[START Document excerpt]

# Table Saw Sled - Can you do it the other way?



## Martin_S (20 Nov 2015)

I need to knock up a couple of sleds - one crosscut and one mitre for my old Axminster table saw.

There are lots of examples around but they all seem to fit around and in front of the blade, (so the slot for the blade runs from 'near back to front edge') which means the riving knife and guard need to be removed and then an alternate guard added as part of the sled.

I guess I am being dumb, but why can't I make a sled that sits around and behind the blade so the slot for the blade runs from 'near front to back edge' - that way I could position it around the RK and guard without the need to remove them?

Obviously with the mitre sled this could be a challenge (either ends up being a very big sled so there is enough 'unslotted' at the front to hold it all together or the mitre sits so far back it could be too short) but for the cross cut I can't see a problem?


----------



## monkeybiter (20 Nov 2015)

make sure the cross members are big [high] enough to have a deep slot that will allow for the blade and the RK to pass under and still support the whole, then you won't need to worry about any 'unslotted' area and it's size.


----------



## Martin_S (20 Nov 2015)

Mike, Thanks for that - understand your point but would still need to remove the guard and I think my way avoids the need for that, though if it worked why does everyone do it the other way? Guess I will find out when I try it....


----------



## MusicMan (28 Nov 2015)

Martin I am interested also but am having a problem understanding exactly what you mean. Do you mean that the saw slot is open all the way to the back and there is no back fence at all?

A diagram would help if you can sketch one.

Keith


----------



## Monkey Mark (28 Nov 2015)

I can understand the guard having to be removed, but not the riving knife unless you intend to cut longer pieces than the sled, in which case it kind of defeats the object.

Surely the sled coukd just be dropped over the blade and knife? And when using a sled, the guard just gets in the way unless you have a super duper one. 

Or am I missing something?


----------



## Bodgers (29 Nov 2015)

The slot side you would need to accommodate the guard would destabilise the sled, and you would also lose the 'Zero clearance' benefits of the sled. It would also make it useless for small increment cuts (something that I often do on a sled) as the small pieces would drop into the gap between you large slot and the blade - would probably end in tears. 

On my ts200 I remove the guard but keep the riving knife on for the sled. Put a quick release on your guard and it makes it much easier.


Sent from my iPad using Tapatalk


----------



## Martin_S (29 Nov 2015)

Guess - I am either going to have to find time to make it and find out or draw it so you guys understand what I have in mind - I will make time to do one or other this week!


----------



## Bluekingfisher (8 Dec 2015)

http://lumberjocks.com/assets/pictures/ ... /85501.jpg

or 


http://www.popularwoodworking.com/proje ... lesaw-jigs

Keep things simple and don't try to over engineer. The more you build in the more tolerance you will need to consider.

The top image will require you to remove the saw guard so you will need to plan your projects to save time changing the knife and guard out.

Good luck

David


----------



## asito (10 Dec 2015)

I built my first crosscut sled the other day and decided to cut enough of the back fence to accommodate for the knife and ended up seriously destabilising the whole thing. Bluekingfisher's links above are great (especially first one). Incidentally, what kind of wax do you guys use to make everything slide smoothly?

[END Document excerpt]
[START Provided material]

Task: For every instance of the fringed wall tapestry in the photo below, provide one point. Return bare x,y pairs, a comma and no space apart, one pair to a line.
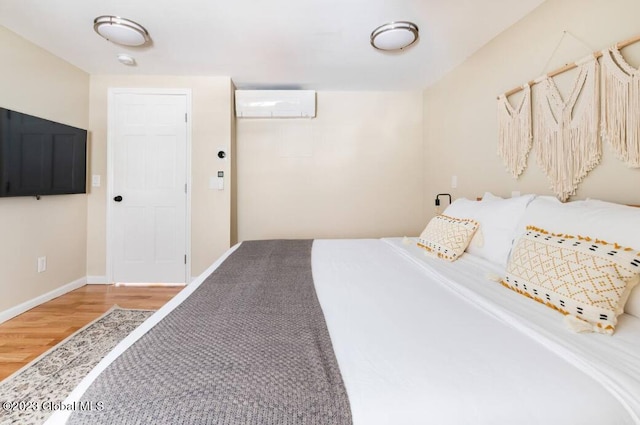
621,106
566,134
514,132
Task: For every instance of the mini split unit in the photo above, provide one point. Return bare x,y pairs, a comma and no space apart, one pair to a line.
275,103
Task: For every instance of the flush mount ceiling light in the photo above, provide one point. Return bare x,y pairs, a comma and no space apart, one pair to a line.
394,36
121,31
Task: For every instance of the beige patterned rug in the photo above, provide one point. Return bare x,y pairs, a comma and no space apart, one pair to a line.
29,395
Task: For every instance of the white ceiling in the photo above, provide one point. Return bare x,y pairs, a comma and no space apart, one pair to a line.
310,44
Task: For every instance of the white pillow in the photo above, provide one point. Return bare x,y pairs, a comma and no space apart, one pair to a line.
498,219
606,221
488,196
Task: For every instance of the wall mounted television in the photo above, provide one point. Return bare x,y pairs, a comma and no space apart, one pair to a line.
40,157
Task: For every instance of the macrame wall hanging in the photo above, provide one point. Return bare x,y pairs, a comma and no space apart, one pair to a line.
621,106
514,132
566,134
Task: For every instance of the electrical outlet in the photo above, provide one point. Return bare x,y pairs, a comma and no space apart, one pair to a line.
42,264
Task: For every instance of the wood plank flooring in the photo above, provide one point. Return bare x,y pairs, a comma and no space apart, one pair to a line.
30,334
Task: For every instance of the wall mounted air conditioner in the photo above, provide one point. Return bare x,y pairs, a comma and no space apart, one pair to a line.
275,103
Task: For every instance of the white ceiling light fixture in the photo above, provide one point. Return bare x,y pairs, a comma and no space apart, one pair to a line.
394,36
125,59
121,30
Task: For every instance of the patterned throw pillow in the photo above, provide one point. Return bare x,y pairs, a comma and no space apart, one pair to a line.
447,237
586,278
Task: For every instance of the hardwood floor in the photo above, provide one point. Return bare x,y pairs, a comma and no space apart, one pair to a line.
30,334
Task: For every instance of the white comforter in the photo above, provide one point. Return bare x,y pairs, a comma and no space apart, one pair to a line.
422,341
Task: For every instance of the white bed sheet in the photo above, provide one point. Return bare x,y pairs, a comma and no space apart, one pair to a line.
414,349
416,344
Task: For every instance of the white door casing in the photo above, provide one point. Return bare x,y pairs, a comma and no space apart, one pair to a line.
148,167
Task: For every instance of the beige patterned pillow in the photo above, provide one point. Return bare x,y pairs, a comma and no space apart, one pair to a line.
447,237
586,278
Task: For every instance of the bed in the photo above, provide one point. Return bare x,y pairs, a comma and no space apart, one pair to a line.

[END Provided material]
[START Provided material]

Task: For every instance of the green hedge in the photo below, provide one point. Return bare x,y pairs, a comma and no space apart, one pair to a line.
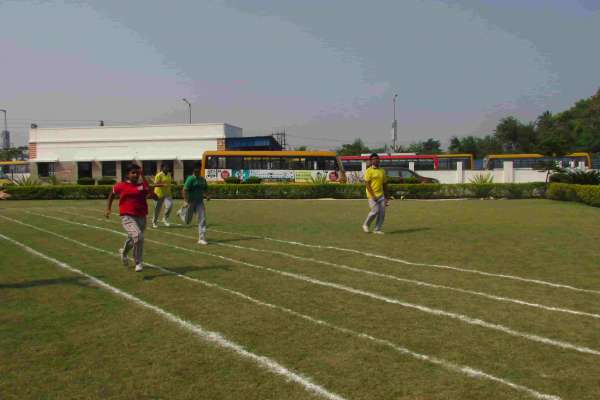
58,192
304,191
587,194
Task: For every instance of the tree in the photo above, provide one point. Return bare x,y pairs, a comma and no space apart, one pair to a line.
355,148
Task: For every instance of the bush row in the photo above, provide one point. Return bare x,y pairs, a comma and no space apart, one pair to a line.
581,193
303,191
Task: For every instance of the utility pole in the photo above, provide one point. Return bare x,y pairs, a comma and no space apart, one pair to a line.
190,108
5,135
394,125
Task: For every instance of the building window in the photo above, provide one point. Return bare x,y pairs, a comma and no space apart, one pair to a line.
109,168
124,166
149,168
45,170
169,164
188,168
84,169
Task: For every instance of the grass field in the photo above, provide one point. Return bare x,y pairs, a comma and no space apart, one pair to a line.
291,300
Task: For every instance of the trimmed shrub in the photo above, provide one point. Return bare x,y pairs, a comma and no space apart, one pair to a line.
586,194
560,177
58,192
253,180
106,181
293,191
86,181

[END Provided material]
[START Provided material]

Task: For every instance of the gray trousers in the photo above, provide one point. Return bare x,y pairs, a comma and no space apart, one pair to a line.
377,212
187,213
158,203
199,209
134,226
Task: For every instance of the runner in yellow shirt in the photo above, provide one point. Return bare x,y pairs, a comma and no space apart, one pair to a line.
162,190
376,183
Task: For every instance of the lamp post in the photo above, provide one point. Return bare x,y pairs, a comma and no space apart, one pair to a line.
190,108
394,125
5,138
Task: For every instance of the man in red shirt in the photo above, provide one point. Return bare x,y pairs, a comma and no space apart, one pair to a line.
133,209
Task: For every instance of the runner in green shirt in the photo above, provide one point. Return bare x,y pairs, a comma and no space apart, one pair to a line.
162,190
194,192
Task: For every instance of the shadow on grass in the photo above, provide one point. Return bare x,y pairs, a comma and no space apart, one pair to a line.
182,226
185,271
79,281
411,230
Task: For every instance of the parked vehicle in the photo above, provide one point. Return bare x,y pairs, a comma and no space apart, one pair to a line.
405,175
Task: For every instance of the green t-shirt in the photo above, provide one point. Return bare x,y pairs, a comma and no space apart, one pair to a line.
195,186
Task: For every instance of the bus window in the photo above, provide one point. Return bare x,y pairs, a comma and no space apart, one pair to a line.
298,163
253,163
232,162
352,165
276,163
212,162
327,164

[END Provided material]

_Instruction:_ According to the table saw sled thread, which part does Bodgers keep on the ts200 when using a sled, after removing the guard?

_Worked answer:_ The riving knife.